● **Instructions for the task**
From the text on children's feet and going barefoot, pull out the passage that begins at the words "Medical research on" and ends after the words "it affects children.", copying it word for word.
Segment Start: Extracted text
Considering different treatment options for your child’s feet at an early age is of utmost importance.
Movements like Parents for Barefoot Children, the Barefoot Alliance, and the Society for Barefoot Living are all pressuring children to go barefoot as much as possible. Theirs might be a minority viewpoint, but they aren’t crazy. Decades of research have shown that wearing shoes dramatically affects gait, and the feet of people who rarely wear shoes look strikingly different from those who wear them daily.
Medical research on children is harder than adults because of the ethical concerns – an adult can decide whether to take part in a medical trial. Still, you can’t ask a 5-year-old child to do something which you think will damage their development. Therefore, we must look at research into barefoot walking in adults and use that to make informed guesses about how it affects children.
Adults usually have straighter and narrower feet at the toe. Still, adults who habitually go barefoot (for example, in rural India) retain the same wedge-shaped feet that children have. This suggests that children’s feet grow to match the shape of their shoes.
The foot contains more cartilage than bone in babies and young children, so even a well-fitting shoe alters the gait and limits movement. It becomes a vicious cycle: children’s shoes are usually made as scaled-down copies of adult shoes, so each generation’s feet are restricted in the same way as their parents’.
Segment End: Extracted text
Segment Start: Information given
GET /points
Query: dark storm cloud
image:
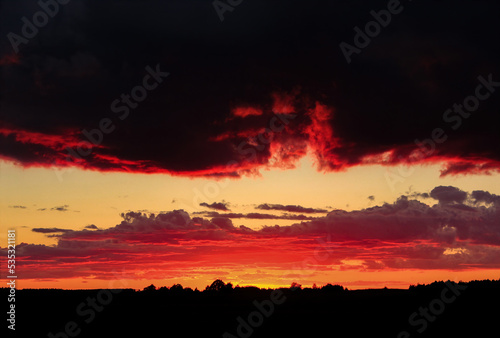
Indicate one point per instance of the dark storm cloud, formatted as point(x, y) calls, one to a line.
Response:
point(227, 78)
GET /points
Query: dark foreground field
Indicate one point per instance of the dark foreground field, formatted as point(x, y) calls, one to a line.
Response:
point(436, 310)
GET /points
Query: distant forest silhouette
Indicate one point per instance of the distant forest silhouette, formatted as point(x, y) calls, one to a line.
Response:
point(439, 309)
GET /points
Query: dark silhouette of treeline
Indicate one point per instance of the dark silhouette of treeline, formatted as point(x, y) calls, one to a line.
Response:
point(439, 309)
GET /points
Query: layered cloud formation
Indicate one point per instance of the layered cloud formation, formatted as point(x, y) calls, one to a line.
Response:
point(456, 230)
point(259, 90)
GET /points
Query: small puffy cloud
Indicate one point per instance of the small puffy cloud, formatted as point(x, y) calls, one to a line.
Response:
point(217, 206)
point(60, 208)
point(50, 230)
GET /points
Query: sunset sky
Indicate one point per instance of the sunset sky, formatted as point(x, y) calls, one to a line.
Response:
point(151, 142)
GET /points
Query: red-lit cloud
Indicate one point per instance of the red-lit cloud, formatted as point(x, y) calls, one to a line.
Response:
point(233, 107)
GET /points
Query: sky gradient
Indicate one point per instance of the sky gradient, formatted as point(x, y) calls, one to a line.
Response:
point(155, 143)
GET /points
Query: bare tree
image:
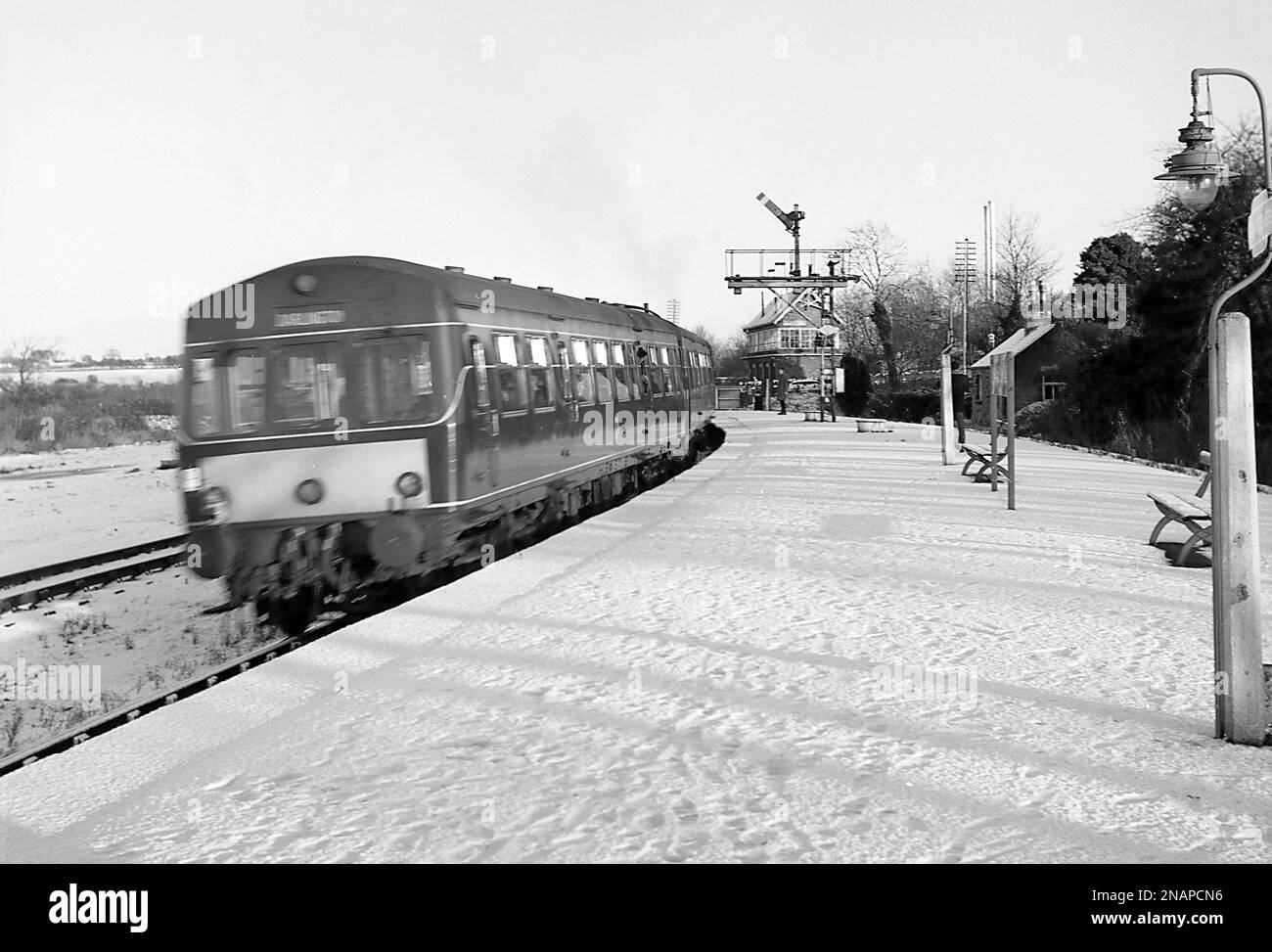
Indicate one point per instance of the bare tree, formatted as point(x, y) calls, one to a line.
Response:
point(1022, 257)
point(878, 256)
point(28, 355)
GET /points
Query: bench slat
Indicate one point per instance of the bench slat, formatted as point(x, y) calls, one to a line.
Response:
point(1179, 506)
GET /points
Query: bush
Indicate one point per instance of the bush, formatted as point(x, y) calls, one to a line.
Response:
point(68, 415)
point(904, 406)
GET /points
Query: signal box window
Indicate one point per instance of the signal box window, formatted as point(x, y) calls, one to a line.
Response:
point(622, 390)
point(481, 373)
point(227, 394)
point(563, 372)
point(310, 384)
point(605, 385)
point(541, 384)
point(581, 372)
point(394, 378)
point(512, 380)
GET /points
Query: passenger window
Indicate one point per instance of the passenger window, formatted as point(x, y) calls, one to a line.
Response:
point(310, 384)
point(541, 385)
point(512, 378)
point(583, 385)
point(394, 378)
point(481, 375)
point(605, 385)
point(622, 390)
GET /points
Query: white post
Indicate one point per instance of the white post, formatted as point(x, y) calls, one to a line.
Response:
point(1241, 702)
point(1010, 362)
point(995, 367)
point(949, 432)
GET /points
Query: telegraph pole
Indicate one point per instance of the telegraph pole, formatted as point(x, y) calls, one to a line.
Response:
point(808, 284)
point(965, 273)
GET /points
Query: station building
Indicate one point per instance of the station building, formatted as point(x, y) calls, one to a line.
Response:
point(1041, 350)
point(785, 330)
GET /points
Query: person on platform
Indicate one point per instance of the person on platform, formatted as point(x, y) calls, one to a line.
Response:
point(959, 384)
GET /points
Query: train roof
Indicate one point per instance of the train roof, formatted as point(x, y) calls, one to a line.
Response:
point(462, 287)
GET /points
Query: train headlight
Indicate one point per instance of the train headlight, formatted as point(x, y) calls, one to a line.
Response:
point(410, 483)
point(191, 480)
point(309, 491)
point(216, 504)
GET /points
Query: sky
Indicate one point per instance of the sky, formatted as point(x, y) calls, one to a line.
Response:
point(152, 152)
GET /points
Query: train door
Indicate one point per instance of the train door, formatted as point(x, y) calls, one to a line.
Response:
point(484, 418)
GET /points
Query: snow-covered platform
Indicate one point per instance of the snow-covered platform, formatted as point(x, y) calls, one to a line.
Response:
Segment End: Information given
Segment Start: Information given
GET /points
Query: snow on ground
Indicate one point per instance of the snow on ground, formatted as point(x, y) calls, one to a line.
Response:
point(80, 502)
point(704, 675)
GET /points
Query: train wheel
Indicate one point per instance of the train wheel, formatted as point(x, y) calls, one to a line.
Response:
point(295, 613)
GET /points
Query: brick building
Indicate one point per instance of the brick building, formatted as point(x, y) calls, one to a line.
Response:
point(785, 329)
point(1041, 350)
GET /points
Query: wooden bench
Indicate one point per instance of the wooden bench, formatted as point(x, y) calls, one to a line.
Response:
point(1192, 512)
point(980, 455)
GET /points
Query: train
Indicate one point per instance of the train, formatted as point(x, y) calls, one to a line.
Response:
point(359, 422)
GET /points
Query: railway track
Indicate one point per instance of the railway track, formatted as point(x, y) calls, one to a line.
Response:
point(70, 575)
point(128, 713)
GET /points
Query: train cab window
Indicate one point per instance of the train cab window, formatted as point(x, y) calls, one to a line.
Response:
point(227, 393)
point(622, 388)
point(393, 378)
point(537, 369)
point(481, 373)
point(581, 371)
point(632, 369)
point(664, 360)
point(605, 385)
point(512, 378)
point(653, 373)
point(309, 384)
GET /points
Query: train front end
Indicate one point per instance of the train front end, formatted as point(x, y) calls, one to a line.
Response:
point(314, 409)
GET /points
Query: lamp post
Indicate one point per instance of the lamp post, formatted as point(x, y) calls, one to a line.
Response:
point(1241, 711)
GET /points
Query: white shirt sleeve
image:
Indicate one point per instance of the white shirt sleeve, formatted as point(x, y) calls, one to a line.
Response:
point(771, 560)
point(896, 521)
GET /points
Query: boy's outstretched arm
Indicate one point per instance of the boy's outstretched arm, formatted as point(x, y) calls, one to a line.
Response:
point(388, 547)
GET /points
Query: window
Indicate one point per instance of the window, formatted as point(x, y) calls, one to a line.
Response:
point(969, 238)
Segment End: Information given
● **Response area**
Medical research on children is harder than adults because of the ethical concerns – an adult can decide whether to take part in a medical trial. Still, you can’t ask a 5-year-old child to do something which you think will damage their development. Therefore, we must look at research into barefoot walking in adults and use that to make informed guesses about how it affects children.